Ana e António Cid valorizam as rotinas diárias com os cinco filhos: Caetano, Manuel, Luísa, Carlota e António
(Foto: Diana Quintela/Global Imagens)

Essa construção ao nível cerebral é exponencial até um determinado momento. “O crescimento faz parte da nossa biologia e o salto quantitativo e qualitativo mais importante acontece nos primeiros anos de vida”, afirma Filipe Palavra. O desenvolvimento neurológico é “absolutamente fulcral para a estrutura biológica e depende do funcionamento do sistema nervoso central (SNC), definido por um conjunto de órgãos, sendo o cérebro o mais conhecido”. É com base nas “conexões entre as células” que se aprende a andar ou a falar, por exemplo.

+++

CONJUNTO DE TAREFAS:
a: Edite o texto sobre o desenvolvimento cerebral, reproduzindo todo o trecho desde "Essa construção ao" até "falar, por exemplo.", com "fulcral" substituído por "essencial".
b: Segundo o texto sobre o desenvolvimento cerebral, em que fase acontece o salto quantitativo e qualitativo mais importante?
c: Prossiga o texto sobre o desenvolvimento cerebral a partir da última frase apresentada.
As linhas que se seguem são material à parte, independente do texto.

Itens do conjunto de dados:
+++

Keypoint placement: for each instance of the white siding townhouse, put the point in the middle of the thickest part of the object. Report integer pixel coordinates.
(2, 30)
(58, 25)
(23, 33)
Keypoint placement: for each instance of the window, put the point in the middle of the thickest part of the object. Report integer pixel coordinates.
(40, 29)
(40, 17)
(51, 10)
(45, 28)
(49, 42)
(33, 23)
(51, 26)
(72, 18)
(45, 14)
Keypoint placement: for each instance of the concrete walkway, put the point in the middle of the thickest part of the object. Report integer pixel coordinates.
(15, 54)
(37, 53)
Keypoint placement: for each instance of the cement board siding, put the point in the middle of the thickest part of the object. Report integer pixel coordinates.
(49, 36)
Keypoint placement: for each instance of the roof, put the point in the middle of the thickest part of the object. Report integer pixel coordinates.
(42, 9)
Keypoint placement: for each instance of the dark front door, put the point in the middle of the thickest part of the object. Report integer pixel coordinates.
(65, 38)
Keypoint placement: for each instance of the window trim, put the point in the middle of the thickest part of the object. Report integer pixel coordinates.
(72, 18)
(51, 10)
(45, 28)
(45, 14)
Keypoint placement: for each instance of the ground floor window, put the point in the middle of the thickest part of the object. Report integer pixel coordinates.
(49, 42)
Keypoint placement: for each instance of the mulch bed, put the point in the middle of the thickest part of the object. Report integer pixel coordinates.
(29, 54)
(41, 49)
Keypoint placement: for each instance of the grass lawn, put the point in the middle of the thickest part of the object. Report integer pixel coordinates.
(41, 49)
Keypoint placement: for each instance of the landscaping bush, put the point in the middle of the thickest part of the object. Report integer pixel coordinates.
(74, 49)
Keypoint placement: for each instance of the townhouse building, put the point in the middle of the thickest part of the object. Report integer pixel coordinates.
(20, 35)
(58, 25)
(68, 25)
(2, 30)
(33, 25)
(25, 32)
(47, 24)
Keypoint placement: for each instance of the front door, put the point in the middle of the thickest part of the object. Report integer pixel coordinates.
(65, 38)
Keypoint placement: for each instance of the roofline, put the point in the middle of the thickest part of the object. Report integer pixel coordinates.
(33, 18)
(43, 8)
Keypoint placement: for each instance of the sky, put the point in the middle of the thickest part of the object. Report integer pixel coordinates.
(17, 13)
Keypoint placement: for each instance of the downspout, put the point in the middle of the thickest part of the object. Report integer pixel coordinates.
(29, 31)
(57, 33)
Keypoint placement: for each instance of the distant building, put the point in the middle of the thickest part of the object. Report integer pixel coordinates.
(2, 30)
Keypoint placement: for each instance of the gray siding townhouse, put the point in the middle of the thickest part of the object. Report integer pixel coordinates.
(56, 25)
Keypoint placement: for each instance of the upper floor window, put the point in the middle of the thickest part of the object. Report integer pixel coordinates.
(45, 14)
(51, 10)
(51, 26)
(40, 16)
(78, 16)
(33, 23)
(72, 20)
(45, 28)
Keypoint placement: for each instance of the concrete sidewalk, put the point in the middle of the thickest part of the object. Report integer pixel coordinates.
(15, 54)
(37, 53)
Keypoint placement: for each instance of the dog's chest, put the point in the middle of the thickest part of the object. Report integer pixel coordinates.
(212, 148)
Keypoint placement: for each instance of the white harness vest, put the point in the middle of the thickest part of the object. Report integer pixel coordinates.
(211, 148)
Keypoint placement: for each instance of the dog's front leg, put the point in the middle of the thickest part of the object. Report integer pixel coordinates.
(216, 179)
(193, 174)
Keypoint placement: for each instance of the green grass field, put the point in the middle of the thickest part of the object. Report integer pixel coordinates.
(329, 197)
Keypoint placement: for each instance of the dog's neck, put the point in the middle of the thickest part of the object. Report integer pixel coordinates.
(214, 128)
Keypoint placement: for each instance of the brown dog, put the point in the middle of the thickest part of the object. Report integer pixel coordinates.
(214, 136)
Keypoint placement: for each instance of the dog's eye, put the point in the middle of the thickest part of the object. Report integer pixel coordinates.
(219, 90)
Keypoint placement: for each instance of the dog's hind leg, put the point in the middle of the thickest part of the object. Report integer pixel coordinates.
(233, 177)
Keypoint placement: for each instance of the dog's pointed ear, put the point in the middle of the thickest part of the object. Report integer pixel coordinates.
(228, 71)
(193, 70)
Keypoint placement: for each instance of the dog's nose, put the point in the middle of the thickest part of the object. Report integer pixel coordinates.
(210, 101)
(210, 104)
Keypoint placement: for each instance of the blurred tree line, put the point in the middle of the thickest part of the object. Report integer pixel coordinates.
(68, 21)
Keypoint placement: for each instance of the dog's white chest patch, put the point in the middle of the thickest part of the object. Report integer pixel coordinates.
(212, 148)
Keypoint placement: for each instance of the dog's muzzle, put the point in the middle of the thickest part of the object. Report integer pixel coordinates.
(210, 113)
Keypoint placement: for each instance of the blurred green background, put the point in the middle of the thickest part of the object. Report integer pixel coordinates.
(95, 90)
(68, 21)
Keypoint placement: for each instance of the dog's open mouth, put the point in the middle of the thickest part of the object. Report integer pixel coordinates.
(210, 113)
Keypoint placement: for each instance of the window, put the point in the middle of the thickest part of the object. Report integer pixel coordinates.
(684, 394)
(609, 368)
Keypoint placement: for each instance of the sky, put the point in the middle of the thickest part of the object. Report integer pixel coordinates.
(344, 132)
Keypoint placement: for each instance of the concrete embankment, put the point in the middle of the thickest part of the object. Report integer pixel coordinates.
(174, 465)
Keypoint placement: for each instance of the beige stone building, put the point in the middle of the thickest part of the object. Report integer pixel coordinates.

+++

CONJUNTO DE RESPOSTAS:
a:
Essa construção ao nível cerebral é exponencial até um determinado momento. “O crescimento faz parte da nossa biologia e o salto quantitativo e qualitativo mais importante acontece nos primeiros anos de vida”, afirma Filipe Palavra. O desenvolvimento neurológico é “absolutamente essencial para a estrutura biológica e depende do funcionamento do sistema nervoso central (SNC), definido por um conjunto de órgãos, sendo o cérebro o mais conhecido”. É com base nas “conexões entre as células” que se aprende a andar ou a falar, por exemplo.

b: Nos primeiros anos de vida.

c:
Classificando o desenvolvimento do SNC como “extraordinário, incrível e fascinante”, o especialista refere que o tubo neural do feto é encerrado aos 28 dias de gestação e “duas células dão origem a cem mil milhões de neurónios”. Outras características do SNC são a plasticidade cerebral, que “permite reabilitar ou corrigir se ocorrer uma lesão”, e o processo de mielinização, que “facilita a velocidade de condução do impulso nervoso e otimiza funções como a aprendizagem”.

Amor e estímulos essenciais ao desenvolvimento cognitivo

Os primeiros mil dias de vida são uma “janela de oportunidade” tanto para o bem como para o mal, sustenta o neurologista pediátrico. “A carruagem só passa uma vez. Convém dar todos os passos no sentido de garantir que a estrutura se mantém e a função se aprimora.” Os estímulos, o amor e o carinho são cruciais no processo de crescimento cerebral e de desenvolvimento cognitivo.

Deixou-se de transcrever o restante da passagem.